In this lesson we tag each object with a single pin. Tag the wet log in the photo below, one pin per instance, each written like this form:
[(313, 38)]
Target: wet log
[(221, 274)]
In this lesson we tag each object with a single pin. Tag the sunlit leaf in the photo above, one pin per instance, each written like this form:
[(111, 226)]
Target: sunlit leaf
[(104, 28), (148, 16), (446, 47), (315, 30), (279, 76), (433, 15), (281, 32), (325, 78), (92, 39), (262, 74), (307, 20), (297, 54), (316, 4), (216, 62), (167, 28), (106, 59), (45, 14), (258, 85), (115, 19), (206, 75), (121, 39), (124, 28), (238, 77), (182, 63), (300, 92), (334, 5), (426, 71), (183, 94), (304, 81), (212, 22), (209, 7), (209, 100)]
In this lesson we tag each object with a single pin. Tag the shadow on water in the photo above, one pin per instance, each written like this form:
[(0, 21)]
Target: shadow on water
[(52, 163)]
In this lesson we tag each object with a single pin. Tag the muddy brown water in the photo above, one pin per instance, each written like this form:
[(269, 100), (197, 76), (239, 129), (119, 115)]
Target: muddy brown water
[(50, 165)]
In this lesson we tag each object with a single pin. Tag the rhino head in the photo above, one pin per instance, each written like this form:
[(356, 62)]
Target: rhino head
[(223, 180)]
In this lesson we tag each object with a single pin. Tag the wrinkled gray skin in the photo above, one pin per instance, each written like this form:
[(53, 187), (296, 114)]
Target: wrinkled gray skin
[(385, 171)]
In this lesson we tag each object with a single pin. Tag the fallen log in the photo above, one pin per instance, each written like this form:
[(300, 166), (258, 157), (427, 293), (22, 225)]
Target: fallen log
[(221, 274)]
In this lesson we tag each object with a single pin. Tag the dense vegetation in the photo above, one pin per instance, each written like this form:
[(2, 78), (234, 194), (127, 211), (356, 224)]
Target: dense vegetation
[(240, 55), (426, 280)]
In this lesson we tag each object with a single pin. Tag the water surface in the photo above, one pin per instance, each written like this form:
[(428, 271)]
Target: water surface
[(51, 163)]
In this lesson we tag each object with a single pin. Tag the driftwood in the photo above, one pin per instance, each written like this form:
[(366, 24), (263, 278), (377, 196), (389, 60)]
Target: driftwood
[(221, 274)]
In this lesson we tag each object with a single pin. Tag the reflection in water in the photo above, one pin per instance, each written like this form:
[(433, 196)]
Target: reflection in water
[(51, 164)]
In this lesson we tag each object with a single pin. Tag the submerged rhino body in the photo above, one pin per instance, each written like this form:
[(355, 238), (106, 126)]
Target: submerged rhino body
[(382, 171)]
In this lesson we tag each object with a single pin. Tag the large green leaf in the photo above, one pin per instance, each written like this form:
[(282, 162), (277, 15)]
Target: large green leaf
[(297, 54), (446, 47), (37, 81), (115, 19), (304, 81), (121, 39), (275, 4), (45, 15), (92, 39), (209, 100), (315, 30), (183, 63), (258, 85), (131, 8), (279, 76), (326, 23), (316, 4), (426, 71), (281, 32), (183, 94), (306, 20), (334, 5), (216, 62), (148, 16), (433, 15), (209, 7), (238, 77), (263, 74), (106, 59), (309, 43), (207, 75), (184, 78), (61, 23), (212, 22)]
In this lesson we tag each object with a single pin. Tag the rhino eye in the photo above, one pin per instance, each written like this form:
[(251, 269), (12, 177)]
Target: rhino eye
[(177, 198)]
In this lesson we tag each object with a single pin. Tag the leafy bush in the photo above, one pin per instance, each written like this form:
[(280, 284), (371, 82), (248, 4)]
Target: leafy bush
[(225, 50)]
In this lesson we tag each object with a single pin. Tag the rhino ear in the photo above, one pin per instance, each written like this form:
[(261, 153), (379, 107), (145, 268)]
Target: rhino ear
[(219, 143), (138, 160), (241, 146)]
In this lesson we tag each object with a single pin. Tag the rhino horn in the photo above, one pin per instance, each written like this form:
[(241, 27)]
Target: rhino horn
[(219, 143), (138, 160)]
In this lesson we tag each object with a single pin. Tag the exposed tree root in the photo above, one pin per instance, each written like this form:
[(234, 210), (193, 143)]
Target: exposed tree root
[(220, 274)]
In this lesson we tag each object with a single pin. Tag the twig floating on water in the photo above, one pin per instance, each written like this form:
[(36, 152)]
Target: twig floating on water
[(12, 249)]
::::
* [TASK BRIEF]: Copy word for word the part of the records above that begins with the line containing "Tag the reflection" and ends with the line containing "[(51, 164)]", including both of those lines.

* [THE ANSWER]:
In this lesson we tag each object with a single pin. Tag the reflection in water in the photo above, one pin per instance, each written like this form:
[(433, 196)]
Target: reflection in water
[(51, 164)]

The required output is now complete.